→ **EXTRACT PROVIDED**:
DIRECTORS' COMPENSATION
 
     During 1997, each director of the Company received $250 for each meeting of
the Board of Directors. In addition, each director is eligible to participate in
the nonqualified 1996 Directors Stock Option Plan based upon their total months
of 1996 Board service. During 1996, each director was granted options to
purchase 792 shares of the Company's Common Stock at an exercise price of 85% of
the fair market value on the date of grant, or $9.13. Information regarding
options granted for 1997 Board service is not yet available. See DIRECTORS
COMPENSATION, 1996 Directors Stock Option Plan.
 
EXECUTIVE OFFICERS
 
     None of the Participants or the Nominees is an executive officer of the
Company.
 
                         BENEFICIAL OWNERSHIP OF SHARES
 
     The following table sets forth information as of the Record Date, relating
to the beneficial ownership of Common Stock by the Participants and the
Nominees.

→ **EXCERPTED DATA**:
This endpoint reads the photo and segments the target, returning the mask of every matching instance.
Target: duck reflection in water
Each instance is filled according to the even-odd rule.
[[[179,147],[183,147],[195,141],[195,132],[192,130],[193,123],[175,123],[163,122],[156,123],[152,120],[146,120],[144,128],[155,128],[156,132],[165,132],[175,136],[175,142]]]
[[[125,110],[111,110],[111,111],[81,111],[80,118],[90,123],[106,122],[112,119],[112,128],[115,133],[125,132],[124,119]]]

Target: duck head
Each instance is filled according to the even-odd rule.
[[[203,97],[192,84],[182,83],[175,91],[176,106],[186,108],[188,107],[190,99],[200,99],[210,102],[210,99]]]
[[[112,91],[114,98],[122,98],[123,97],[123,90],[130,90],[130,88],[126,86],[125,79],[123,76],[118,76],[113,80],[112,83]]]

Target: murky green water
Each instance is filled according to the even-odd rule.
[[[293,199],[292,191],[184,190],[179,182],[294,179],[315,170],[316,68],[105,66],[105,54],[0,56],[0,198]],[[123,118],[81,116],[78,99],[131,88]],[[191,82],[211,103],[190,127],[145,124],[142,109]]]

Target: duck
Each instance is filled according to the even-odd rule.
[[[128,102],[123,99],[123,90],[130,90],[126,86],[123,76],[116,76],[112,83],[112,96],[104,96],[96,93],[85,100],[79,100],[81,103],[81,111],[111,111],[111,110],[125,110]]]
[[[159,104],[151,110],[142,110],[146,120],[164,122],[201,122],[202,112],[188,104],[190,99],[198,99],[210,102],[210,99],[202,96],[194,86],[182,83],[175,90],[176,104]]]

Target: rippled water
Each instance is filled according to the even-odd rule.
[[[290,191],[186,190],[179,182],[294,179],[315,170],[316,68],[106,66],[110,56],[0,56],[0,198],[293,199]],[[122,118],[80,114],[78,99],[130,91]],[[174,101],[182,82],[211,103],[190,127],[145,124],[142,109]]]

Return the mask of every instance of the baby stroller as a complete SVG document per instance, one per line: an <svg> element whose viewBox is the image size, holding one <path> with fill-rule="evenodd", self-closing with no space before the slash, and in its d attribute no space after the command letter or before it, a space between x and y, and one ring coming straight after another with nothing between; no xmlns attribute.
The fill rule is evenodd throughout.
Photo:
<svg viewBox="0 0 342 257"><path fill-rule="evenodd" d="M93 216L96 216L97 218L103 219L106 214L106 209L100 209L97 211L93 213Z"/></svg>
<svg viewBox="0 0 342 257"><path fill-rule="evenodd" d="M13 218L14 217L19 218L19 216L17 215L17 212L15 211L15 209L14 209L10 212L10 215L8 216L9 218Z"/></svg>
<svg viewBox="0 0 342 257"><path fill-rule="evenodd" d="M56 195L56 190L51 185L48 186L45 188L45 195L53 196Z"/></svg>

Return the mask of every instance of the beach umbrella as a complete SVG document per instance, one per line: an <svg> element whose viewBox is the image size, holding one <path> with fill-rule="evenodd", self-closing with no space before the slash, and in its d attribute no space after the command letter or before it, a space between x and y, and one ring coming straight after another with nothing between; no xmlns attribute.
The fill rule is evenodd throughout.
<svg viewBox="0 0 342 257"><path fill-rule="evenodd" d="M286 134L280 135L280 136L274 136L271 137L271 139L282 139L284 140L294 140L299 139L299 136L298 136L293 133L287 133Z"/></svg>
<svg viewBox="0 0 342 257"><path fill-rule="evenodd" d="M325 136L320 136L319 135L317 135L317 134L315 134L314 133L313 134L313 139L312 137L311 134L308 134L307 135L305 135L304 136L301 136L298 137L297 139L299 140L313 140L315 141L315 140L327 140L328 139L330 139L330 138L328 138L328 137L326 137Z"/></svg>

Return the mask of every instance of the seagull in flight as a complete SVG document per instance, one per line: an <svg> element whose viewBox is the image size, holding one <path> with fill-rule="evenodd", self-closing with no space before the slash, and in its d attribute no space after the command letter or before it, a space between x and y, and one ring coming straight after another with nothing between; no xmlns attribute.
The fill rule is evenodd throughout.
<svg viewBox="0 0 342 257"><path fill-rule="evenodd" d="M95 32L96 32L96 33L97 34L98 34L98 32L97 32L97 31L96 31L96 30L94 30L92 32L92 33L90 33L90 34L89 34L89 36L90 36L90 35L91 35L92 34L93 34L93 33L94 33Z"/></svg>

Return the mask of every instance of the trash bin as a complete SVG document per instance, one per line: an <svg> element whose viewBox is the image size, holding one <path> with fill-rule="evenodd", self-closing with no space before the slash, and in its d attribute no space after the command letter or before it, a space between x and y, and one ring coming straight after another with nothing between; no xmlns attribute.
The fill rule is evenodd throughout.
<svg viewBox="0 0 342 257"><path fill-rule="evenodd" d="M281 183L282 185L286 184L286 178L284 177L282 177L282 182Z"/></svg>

→ **SET TASK A**: Decide whether each statement agrees with the directors' compensation excerpt. Answer yes or no, and quote the words that settle it. (i) In 1997 every director was paid $250 for each Board meeting. (ii) At least one of the Nominees is an executive officer of the Company. (iii) Details of options granted for 1997 Board service have already been released.
→ **SET TASK B**: Summarize the directors' compensation excerpt in two sentences.
→ **SET TASK C**: Continue the directors' compensation excerpt from the point where it stops.
The entries are separate material and are unrelated to the directors' compensation excerpt.

→ **ANSWER A**:
(i) Yes: "During 1997, each director of the Company received $250 for each meeting of the Board of Directors."
(ii) No: "None of the Participants or the Nominees is an executive officer of the Company."
(iii) No: "Information regarding options granted for 1997 Board service is not yet available."

→ **ANSWER B**: Each director received $250 per Board meeting in 1997 and may take part in the 1996 Directors Stock Option Plan, under which each was granted options in 1996 to buy 792 shares at $9.13, 85% of fair market value. None of the Participants or Nominees is an executive officer of the Company, and a table of their beneficial ownership of Common Stock as of the Record Date follows.

→ **ANSWER C**:
 
<TABLE>
<CAPTION>
                                                           AMOUNT AND NATURE
                   NAME AND ADDRESS                     OF BENEFICIAL OWNERSHIP        PERCENT OF CLASS
                   ----------------                     -----------------------        ----------------
<S>                                                     <C>                            <C>
Marshall T. Reynolds..................................          225,526(1)(2)(6)            13.7%
Shirley A. Reynolds...................................          345,556(1)(2)(6)            20.9%
Robert L. Shell, Jr...................................           66,046(3)(4)(5)             4.0%
Jeanne D. Hubbard.....................................            4,546(4)                  0.03%
</TABLE>
 
- ---------------
(1) 225,526 shares held jointly between Marshall T. Reynolds and Shirley A.
    Reynolds, with shared voting/dispositive power.
 
(2) Includes 30,000 shares held by dependent child.
 
(3) Includes 6,000 shares which were transferred by gift to Lena Ji Shell, Mr.
    Shell's wife, and which are now held by Lena Ji Shell.
 
(4) Includes options to purchase 46 shares granted to Ms. Hubbard and Mr. Shell
    under Bancorp's Directors Stock Option Plan.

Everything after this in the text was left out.